**What is needed:**
Each line in the entries below that holds the word "with" belongs in the answer.

▼

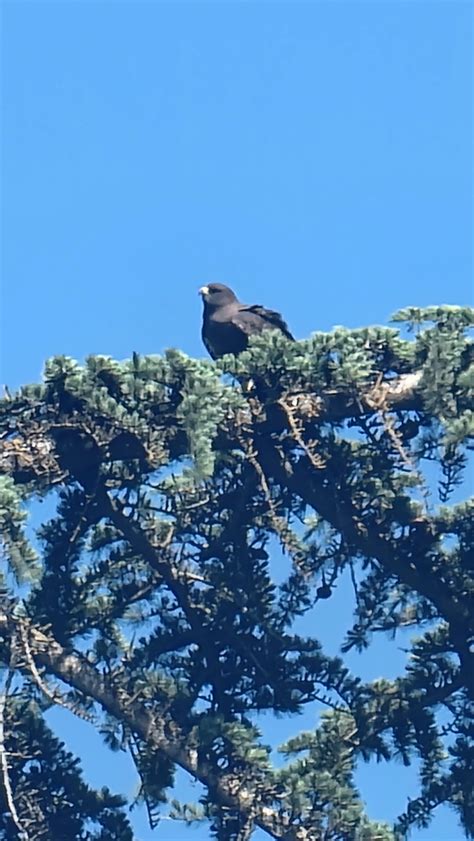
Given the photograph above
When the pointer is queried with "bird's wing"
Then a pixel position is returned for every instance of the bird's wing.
(208, 344)
(255, 318)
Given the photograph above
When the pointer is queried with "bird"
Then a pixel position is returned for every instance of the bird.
(228, 324)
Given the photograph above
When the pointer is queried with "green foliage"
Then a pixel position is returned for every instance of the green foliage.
(200, 511)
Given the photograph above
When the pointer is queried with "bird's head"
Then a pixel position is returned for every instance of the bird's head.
(217, 295)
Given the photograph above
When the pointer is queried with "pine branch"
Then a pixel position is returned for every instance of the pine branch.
(154, 727)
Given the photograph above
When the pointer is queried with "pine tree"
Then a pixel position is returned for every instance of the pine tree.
(150, 607)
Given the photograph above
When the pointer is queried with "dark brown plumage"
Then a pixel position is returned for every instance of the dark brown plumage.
(228, 324)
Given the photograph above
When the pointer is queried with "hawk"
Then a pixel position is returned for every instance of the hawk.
(228, 324)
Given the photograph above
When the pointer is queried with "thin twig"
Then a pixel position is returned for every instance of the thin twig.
(22, 833)
(55, 696)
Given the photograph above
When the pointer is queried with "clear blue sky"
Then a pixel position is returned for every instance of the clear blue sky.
(314, 156)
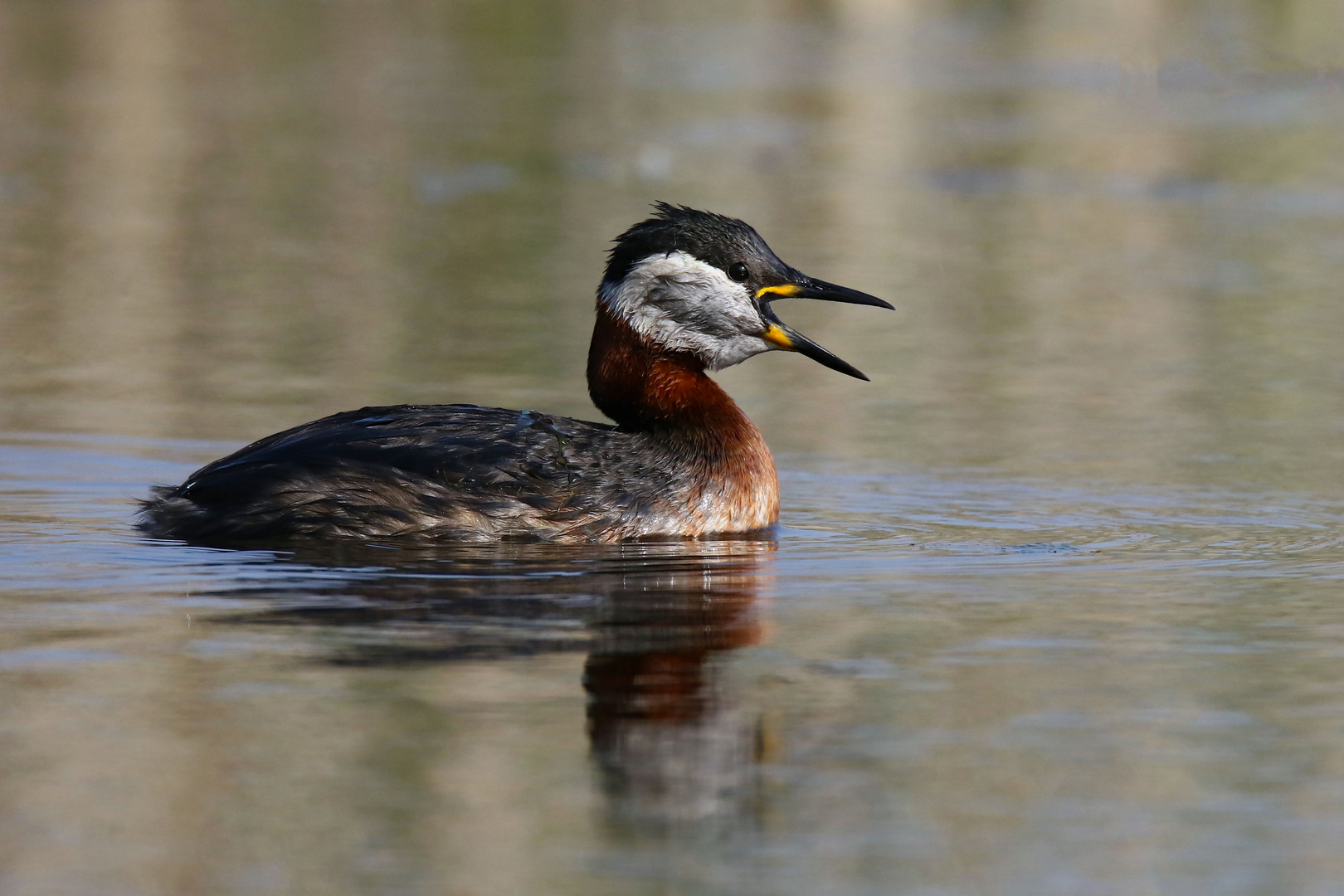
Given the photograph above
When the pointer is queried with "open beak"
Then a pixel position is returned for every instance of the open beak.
(784, 336)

▲

**Written answer:**
When the pointer is queried with "bird's wing"
When the pointer is queried with "bird"
When the pointer is queried with "green foliage"
When the pointer is queried with "bird's head"
When the pointer is queried with "pine branch"
When the pointer is queried with "pine tree"
When the pointer is queried with "dark brown plumage"
When the pointer is queried with "hawk"
When the pointer is queried with "thin twig"
When the pointer is queried with "clear blue sky"
When the pointer is queried with "open beak"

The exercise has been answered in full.